**WHAT IS EXPECTED**
Return the full wine bar review below, word for word.

**TEXT EXCERPT**
Anyone with a liquor license can put pét-nat and Palomino on a menu, but there were a few details that should have tipped me off that maybe this particular new wine bar was not like all the others. For one thing, even on a drizzly Monday night, the room was full of well-employed artsy types, and I was granted the only available seat at 7 p.m. For another, I didn’t see anyone without some kind of food, which would indicate the kitchen is putting out more than the standard trifecta of olives, nuts, and charcuterie.
Plus, everything smelled really good. I clocked some country ham, the aroma of which was widely propagated throughout the room thanks to the meat slicer in the open kitchen. And a crispy maitake mushroom, which I decided I must order when I watched the woman sitting next to me cut through hers. When I asked about the sardine toast, I assumed the fish was canned — sorry, “tinned” — like it is everywhere else, but was pleasantly surprised to discover that it arrived fresh from the West Coast. In fact, most of the fish on the menu was fresh, like the Maine mussels, and Atlantic scallops served in their shells, sizzling in a pool of butter, tinged red by the addition of porky ’nduja.

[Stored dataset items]
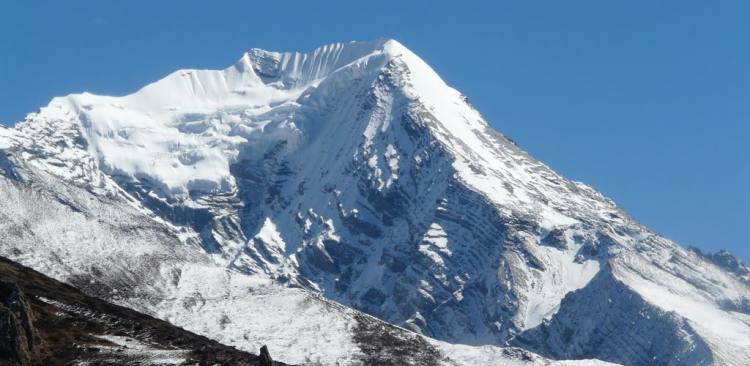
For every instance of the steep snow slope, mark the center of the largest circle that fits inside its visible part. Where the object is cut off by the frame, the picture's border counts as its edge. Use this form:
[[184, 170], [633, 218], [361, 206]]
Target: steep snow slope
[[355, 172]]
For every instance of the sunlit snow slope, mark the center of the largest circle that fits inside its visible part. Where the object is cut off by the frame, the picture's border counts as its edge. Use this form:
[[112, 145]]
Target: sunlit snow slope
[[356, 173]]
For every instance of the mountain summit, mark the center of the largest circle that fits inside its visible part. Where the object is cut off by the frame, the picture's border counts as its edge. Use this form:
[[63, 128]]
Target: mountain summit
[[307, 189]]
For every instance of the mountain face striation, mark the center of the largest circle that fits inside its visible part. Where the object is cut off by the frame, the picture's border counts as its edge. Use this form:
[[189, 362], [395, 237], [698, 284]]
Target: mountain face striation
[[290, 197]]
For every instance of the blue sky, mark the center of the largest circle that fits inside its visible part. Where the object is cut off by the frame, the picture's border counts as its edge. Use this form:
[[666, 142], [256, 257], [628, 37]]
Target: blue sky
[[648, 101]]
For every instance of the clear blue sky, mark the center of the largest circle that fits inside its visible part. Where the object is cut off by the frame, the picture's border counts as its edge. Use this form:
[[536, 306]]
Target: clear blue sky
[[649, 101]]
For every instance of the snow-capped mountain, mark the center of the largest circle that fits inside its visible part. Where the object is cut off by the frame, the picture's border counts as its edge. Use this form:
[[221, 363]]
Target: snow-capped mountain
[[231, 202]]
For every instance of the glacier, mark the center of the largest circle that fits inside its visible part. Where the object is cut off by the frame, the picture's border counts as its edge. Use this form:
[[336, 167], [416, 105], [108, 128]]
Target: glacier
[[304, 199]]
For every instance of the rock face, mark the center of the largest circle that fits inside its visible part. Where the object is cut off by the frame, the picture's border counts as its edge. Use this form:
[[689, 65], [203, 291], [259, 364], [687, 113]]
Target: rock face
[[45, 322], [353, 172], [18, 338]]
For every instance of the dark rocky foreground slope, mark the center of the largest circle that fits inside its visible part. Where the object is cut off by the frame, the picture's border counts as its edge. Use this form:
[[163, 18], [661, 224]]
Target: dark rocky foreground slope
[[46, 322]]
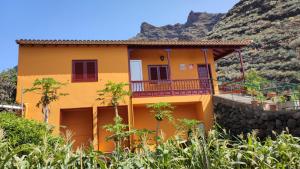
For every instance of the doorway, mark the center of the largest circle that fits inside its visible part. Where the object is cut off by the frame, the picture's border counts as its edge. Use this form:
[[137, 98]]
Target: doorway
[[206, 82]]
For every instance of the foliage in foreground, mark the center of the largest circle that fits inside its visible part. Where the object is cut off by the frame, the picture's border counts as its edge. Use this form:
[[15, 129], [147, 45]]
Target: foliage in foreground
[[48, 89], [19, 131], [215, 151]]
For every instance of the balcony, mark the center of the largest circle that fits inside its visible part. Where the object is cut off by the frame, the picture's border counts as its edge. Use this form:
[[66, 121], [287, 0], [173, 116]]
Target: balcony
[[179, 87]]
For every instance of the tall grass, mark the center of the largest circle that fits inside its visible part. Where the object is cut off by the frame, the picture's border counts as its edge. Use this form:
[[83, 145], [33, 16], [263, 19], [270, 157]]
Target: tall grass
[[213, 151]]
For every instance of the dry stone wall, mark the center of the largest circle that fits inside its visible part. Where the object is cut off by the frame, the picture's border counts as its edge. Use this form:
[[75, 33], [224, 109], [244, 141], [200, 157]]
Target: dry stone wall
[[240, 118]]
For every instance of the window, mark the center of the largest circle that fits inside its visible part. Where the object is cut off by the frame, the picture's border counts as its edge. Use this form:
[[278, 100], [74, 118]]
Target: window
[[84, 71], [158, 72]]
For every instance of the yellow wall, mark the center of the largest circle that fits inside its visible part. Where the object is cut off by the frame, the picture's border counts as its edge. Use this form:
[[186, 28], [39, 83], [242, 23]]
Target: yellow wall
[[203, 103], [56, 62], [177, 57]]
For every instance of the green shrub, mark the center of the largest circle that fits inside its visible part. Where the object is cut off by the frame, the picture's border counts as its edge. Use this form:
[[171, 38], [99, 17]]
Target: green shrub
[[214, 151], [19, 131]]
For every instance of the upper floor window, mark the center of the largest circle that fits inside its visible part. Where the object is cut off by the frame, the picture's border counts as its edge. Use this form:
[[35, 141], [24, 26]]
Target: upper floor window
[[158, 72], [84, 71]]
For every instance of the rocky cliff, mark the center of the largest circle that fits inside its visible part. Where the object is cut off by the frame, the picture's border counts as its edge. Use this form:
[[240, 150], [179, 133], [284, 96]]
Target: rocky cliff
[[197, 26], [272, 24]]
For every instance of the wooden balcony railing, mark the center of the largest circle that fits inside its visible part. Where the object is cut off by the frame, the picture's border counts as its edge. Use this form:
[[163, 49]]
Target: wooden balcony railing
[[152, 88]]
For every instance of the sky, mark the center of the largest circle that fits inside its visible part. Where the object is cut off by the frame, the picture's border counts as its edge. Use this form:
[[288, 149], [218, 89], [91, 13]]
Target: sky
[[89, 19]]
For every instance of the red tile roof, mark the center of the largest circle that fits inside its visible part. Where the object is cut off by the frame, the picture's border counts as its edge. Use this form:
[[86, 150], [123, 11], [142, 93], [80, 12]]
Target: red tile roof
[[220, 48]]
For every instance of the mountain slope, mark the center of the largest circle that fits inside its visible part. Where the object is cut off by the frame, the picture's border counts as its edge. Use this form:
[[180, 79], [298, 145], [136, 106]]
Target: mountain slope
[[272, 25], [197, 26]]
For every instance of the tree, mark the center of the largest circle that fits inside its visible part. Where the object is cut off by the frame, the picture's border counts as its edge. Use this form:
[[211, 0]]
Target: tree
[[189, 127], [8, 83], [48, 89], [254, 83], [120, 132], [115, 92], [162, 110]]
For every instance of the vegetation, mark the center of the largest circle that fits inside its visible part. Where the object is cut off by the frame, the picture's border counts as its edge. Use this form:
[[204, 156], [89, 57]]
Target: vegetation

**EXERCISE SOLUTION**
Anyone with a liquor license can put pét-nat and Palomino on a menu, but there were a few details that should have tipped me off that maybe this particular new wine bar was not like all the others. For one thing, even on a drizzly Monday night, the room was full of well-employed artsy types, and I was granted the only available seat at 7 p.m. For another, I didn’t see anyone without some kind of food, which would indicate the kitchen is putting out more than the standard trifecta of olives, nuts, and charcuterie.
Plus, everything smelled really good. I clocked some country ham, the aroma of which was widely propagated throughout the room thanks to the meat slicer in the open kitchen. And a crispy maitake mushroom, which I decided I must order when I watched the woman sitting next to me cut through hers. When I asked about the sardine toast, I assumed the fish was canned — sorry, “tinned” — like it is everywhere else, but was pleasantly surprised to discover that it arrived fresh from the West Coast. In fact, most of the fish on the menu was fresh, like the Maine mussels, and Atlantic scallops served in their shells, sizzling in a pool of butter, tinged red by the addition of porky ’nduja.